→ Data shown:
┄┄┄┄┄┄┄┄┄┄┄┄┄┄┄┄┄┄┄┄

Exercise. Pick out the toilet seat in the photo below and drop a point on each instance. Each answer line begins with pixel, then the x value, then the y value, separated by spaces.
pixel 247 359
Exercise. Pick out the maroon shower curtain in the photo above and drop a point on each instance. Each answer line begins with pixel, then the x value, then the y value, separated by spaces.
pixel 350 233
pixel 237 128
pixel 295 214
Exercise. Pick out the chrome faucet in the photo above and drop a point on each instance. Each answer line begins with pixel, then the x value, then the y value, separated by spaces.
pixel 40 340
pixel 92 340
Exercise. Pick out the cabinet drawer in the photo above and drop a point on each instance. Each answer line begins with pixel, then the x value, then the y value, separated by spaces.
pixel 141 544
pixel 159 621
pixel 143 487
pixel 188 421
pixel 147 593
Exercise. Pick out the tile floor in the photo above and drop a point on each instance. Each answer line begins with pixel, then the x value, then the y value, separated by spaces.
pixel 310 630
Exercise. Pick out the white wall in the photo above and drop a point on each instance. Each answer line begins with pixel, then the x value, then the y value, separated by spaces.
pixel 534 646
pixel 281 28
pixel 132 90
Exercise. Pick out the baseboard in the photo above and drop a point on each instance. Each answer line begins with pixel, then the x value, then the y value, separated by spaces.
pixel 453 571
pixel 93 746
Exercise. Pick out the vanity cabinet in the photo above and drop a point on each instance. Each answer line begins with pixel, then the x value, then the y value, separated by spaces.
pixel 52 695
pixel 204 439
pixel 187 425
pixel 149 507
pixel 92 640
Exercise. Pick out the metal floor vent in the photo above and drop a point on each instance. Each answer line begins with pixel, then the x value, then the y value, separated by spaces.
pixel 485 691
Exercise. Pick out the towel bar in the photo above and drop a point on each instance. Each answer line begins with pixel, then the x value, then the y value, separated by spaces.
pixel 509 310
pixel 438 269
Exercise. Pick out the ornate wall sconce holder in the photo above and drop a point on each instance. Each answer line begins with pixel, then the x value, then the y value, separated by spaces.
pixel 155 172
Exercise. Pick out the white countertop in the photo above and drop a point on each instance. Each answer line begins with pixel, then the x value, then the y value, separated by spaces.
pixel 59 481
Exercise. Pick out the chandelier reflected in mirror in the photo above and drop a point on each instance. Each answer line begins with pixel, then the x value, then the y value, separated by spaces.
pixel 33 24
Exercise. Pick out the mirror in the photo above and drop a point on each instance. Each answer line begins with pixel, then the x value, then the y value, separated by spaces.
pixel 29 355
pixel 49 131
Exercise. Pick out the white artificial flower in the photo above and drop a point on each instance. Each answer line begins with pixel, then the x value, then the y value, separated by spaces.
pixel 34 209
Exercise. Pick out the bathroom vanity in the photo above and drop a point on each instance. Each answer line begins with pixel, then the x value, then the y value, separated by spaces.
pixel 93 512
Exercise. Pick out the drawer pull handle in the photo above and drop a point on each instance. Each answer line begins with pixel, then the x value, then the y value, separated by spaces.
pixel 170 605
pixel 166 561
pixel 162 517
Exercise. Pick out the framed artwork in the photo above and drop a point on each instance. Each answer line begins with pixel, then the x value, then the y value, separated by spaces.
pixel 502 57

┄┄┄┄┄┄┄┄┄┄┄┄┄┄┄┄┄┄┄┄

When you answer, output all of the material exactly as it appears above.

→ Response to the task:
Exercise. Pick out the toilet seat in the photo below and drop a point on each instance. Each answer line begins with pixel, then the x value, then the y value, separated by spaces.
pixel 247 359
Exercise. Pick out the maroon shower curtain in the photo above and drop a point on each instance. Each answer line begins with pixel, then the x value, then the y value, separated by spaces.
pixel 350 233
pixel 237 128
pixel 295 214
Exercise. Pick out the chrome faucet in the photo above and drop a point on each instance. Each answer line begins with pixel, then the x value, then the y value, separated by spaces.
pixel 40 340
pixel 92 340
Exercise. Pick out the cabinet drawer in the photo above and drop a point on each instance. Each answer line begins with pixel, then the x value, then the y value, separated by spaces.
pixel 141 544
pixel 159 621
pixel 143 487
pixel 188 421
pixel 147 593
Exercise. Pick out the tile floor in the photo above and drop a point on each instance. Each answer line begins with pixel, then the x value, then the y value, separated by spaces.
pixel 310 630
Exercise. Pick out the white wall in the photo above and drop a point on each instance. Each answer line begins with pixel, then the x value, then the y value, separated by spaces.
pixel 534 646
pixel 281 28
pixel 132 90
Exercise. Pick out the baseboard in the photo above and drop a point on each instance. Each answer line begins with pixel, then the x value, then the y value, separated by spaces.
pixel 453 571
pixel 93 746
Exercise. Pick out the vanity cabinet in the photo above and drop a point on each instance. Each answer line begins with pixel, then the x value, then the y value, separated by spaces.
pixel 52 695
pixel 204 439
pixel 187 425
pixel 149 507
pixel 92 640
Exercise. Pick out the metal floor vent in the photo above and drop a point on each instance. Each answer line begins with pixel, then the x value, then the y value, separated by spaces.
pixel 485 691
Exercise. Pick out the towel bar in the photo above and drop a point on each instance. Each answer line begins with pixel, then the x value, then the y value, separated by spaces.
pixel 509 310
pixel 438 269
Exercise. Pick out the ornate wall sconce holder in the photo above and drop a point on each instance. Each answer line begins with pixel, then the x value, then the y value, separated by spaces.
pixel 155 172
Exercise. Pick out the white countertop in the photo above and drop a point on each instance. Each answer line begins with pixel, then the x value, then the y value, separated by spaces.
pixel 59 481
Exercise. Pick out the chandelier reflected in mirror in the photo above and drop a point on each instance. Each answer line begins with pixel, then the x value, then the y value, separated by spaces.
pixel 33 24
Exercise. Pick out the mirror in the photo above and drop a point on each instance. Each answer line begins with pixel, then the x value, then the y value, separated by spaces.
pixel 29 355
pixel 49 131
Exercise. Pick out the white artificial flower in the photo above and drop a point on each instance. Each answer line begins with pixel, then the x value, then the y value, separated by spaces.
pixel 34 209
Exercise. Pick out the bathroom vanity in the photo above and drop a point on each instance. Each answer line begins with pixel, then the x value, then the y value, separated by spaces.
pixel 93 512
Exercise. Pick out the drawer pull handle in the photo above and drop a point on each instance. Each answer line begins with pixel, then the x value, then the y value, separated by spaces.
pixel 170 605
pixel 166 561
pixel 162 517
Exercise. Pick out the framed artwork in the photo above and drop a point on each instance. Each answer line begins with pixel, then the x value, then the y value, separated by spaces.
pixel 502 57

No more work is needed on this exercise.